* INFORMATION SUPPLIED:
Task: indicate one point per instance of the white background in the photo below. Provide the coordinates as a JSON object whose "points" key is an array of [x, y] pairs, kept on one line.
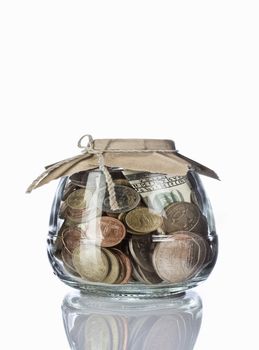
{"points": [[185, 70]]}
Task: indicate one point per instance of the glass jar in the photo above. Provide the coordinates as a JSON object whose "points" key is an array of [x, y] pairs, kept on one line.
{"points": [[121, 229]]}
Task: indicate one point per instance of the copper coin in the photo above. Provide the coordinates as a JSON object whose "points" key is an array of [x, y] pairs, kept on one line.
{"points": [[126, 264], [143, 220], [115, 267], [67, 261], [72, 237], [126, 197], [106, 231], [70, 187], [180, 256], [181, 216], [150, 277], [90, 262], [140, 249]]}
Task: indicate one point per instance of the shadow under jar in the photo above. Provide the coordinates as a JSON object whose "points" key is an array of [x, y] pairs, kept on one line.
{"points": [[133, 232]]}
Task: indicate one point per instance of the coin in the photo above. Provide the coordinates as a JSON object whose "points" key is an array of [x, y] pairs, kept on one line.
{"points": [[140, 249], [90, 262], [127, 267], [114, 267], [106, 231], [136, 275], [149, 277], [71, 237], [182, 216], [122, 182], [70, 187], [143, 220], [79, 199], [126, 197], [180, 256]]}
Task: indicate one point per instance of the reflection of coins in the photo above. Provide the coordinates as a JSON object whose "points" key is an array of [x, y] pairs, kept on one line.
{"points": [[143, 220], [106, 231], [182, 216], [114, 264], [90, 262], [97, 333], [140, 249], [126, 197], [72, 237], [79, 199], [180, 256], [126, 267]]}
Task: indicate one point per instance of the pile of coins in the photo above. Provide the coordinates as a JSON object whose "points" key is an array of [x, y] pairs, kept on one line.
{"points": [[131, 244]]}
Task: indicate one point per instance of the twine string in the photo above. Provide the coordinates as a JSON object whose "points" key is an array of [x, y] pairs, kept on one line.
{"points": [[89, 148]]}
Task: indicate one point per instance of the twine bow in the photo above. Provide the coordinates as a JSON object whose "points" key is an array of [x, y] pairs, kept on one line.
{"points": [[110, 184]]}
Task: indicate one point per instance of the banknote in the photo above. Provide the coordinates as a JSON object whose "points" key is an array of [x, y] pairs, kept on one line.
{"points": [[159, 190]]}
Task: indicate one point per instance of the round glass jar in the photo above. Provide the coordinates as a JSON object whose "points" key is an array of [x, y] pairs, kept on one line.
{"points": [[115, 231]]}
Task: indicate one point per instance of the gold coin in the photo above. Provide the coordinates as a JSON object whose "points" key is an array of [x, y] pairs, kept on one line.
{"points": [[182, 216], [143, 220], [114, 267], [180, 256], [79, 199], [90, 262]]}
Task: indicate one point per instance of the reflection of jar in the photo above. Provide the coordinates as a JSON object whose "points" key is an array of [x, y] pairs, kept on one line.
{"points": [[130, 217], [103, 323]]}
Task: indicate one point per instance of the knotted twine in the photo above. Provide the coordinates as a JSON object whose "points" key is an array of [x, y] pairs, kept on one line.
{"points": [[89, 148]]}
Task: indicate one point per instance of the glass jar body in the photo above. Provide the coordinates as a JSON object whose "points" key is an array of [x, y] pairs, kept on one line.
{"points": [[159, 239]]}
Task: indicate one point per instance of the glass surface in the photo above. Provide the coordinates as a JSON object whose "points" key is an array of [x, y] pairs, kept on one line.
{"points": [[159, 239], [95, 322]]}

* TASK DESCRIPTION: None of the pictures should appear; repeat the records exactly otherwise.

* THE COMPLETED TASK:
Task: indicate one point per instance of the white background in the photo below. Provide the coordinates as a JSON object whose "points" key is an array of [x, y] pairs, kept on one line.
{"points": [[185, 70]]}
Task: indicate one point per instance of the glass jar in the photo above. Provide the coordinates as a JSON object whose "points" key is an array of [x, y] pairs, kept on one line.
{"points": [[121, 229]]}
Task: indicate one point per instance of the copper coin in the photo above. Provide the coordinates as a JSON object whose "points" key is an array of [x, y] pairs, kept on one line.
{"points": [[126, 264], [143, 220], [115, 267], [67, 261], [72, 237], [126, 197], [106, 231], [70, 187], [180, 256], [181, 216], [150, 277], [90, 262], [140, 249]]}
Task: indicate one point per instance of the shadow under jar in the photo above. Provide the coordinates as a JSON object whose "points" key is an array of [x, y] pairs, kept on one line.
{"points": [[133, 232]]}
Task: indicate one point per instance of the coin in the photo above. Provide the coordinates as a JSON object whose "points" key is an array of [x, y] pairs, kept on one line.
{"points": [[140, 249], [90, 262], [127, 267], [114, 267], [106, 231], [136, 275], [149, 277], [71, 237], [182, 216], [122, 182], [70, 187], [143, 220], [79, 199], [126, 197], [180, 256]]}
Task: indicate one point per instance of the reflection of coins in the photo above. Provide the coordinates as a JSON object whose "points" key is an array of [x, y] pairs, kept on one line.
{"points": [[143, 220], [106, 231], [182, 216], [114, 264], [90, 262], [97, 333], [140, 249], [126, 197], [72, 237], [79, 199], [180, 256], [126, 267]]}
Task: indicate one point per instance of the pile of coins in the photo above. Provide the coordinates as a JSON object whose "points" key is an array of [x, y] pairs, kept on one line.
{"points": [[131, 244]]}
Task: indicate one point per instance of the twine string in the photo above. Provide the coordinates as a JSON object whose "points" key is an array of [x, y] pairs, kept on one line.
{"points": [[89, 148]]}
Task: indicate one point per instance of the twine bow in the photo above. Provide the coordinates as a JSON object whose "points" key is an array of [x, y] pairs, kept on one line.
{"points": [[110, 184]]}
Task: indicate one point per instance of the banknote in the photo above. Provide the coordinates as a JSON object whose "points" key is an array of [x, y] pairs, kept on one line.
{"points": [[159, 190]]}
Task: indicate one point per instance of the round glass jar in the photo above. Provide the coordinates as a JSON object whose "points" key is an array of [x, y] pairs, kept on one line.
{"points": [[115, 231]]}
Task: indicate one point per instance of the gold coin in the photo above. Provide the coordinates as a JSON object whose "points" key is an array of [x, y] pairs, kept on one line.
{"points": [[182, 216], [143, 220], [114, 267], [180, 256], [79, 199], [90, 262]]}
Task: indicate one point per instance of the reflection of jar in the photo above. Provide the coordinates as a JSON object whose "points" key is an array of [x, y] pairs, kept on one line.
{"points": [[130, 217], [103, 323]]}
Task: indicate one point per instance of the knotted twine in the photo above. Provide the coordinates as a JSON object whose "points" key is an array of [x, y] pairs, kept on one line.
{"points": [[89, 148]]}
Task: indicate one point per instance of the glass jar body in the photo above. Provide the coordinates as a JSON object whose "points" key is an array of [x, y] pairs, kept on one line.
{"points": [[159, 239]]}
Task: indicate one point per instance of the glass surface in the photo above. Provide the coordinates as a JSON object whose "points" key is an array of [x, y] pairs, kept on one line.
{"points": [[159, 239], [95, 322]]}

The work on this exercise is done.